---------- Working data ----------

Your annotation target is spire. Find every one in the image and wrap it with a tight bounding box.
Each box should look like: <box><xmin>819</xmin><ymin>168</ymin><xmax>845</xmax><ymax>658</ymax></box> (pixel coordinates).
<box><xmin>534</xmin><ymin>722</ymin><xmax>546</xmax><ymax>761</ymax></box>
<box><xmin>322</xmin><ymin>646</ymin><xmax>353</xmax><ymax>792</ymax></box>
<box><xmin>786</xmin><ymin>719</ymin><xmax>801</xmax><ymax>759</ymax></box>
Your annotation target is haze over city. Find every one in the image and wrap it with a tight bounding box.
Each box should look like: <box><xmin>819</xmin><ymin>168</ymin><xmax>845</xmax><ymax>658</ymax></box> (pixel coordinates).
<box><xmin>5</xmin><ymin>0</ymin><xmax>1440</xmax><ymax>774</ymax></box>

----------
---------- Working data ----------

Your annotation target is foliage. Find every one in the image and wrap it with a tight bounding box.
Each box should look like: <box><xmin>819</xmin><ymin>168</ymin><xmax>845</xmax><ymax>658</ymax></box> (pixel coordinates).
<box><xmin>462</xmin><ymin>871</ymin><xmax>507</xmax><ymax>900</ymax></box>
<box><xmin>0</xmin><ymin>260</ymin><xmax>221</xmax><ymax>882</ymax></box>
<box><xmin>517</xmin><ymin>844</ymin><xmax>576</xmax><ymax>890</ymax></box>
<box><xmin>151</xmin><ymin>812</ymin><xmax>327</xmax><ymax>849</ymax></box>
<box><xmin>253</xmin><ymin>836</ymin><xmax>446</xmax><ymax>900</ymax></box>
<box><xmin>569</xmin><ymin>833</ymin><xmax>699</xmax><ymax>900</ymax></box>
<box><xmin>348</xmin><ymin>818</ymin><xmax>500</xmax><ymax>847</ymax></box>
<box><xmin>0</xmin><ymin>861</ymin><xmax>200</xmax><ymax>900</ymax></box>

----------
---------- Working data ----------

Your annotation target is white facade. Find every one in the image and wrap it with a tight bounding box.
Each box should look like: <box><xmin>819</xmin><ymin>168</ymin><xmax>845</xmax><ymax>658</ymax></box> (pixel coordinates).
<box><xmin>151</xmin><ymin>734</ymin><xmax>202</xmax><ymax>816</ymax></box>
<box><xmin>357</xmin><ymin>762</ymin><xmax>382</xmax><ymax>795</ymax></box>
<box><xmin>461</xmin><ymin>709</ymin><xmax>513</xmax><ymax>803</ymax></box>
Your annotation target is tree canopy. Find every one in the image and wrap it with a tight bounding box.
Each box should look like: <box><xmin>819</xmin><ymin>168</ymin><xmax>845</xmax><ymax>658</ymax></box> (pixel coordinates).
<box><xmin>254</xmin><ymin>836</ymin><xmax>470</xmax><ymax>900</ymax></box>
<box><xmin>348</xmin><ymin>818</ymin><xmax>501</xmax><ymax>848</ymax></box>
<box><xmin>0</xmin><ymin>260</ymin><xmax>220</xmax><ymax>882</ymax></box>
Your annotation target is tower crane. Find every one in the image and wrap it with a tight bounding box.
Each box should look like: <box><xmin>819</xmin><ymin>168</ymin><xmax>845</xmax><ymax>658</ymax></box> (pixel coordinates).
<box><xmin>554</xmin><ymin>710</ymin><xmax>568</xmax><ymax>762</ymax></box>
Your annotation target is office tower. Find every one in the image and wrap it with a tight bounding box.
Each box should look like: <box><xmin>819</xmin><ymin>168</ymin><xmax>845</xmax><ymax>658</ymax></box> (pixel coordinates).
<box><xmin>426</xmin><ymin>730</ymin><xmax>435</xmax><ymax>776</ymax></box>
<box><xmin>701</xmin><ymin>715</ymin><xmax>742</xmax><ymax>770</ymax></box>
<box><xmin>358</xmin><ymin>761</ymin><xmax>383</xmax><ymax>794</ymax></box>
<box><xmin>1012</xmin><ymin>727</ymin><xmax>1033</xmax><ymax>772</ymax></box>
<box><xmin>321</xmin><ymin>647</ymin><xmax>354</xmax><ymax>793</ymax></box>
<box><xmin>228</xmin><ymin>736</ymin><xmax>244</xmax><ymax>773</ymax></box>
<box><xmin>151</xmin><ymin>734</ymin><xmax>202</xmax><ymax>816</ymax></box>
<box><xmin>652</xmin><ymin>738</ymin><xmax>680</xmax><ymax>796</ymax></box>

----------

Every line of the records containing the word "tower" must appear in the answer.

Your annotation target is tower crane. Find every one in the image and wrap it with a tight bounding box.
Your annotation target is office tower. Find every one in the image and wrap it with a tight bounding box.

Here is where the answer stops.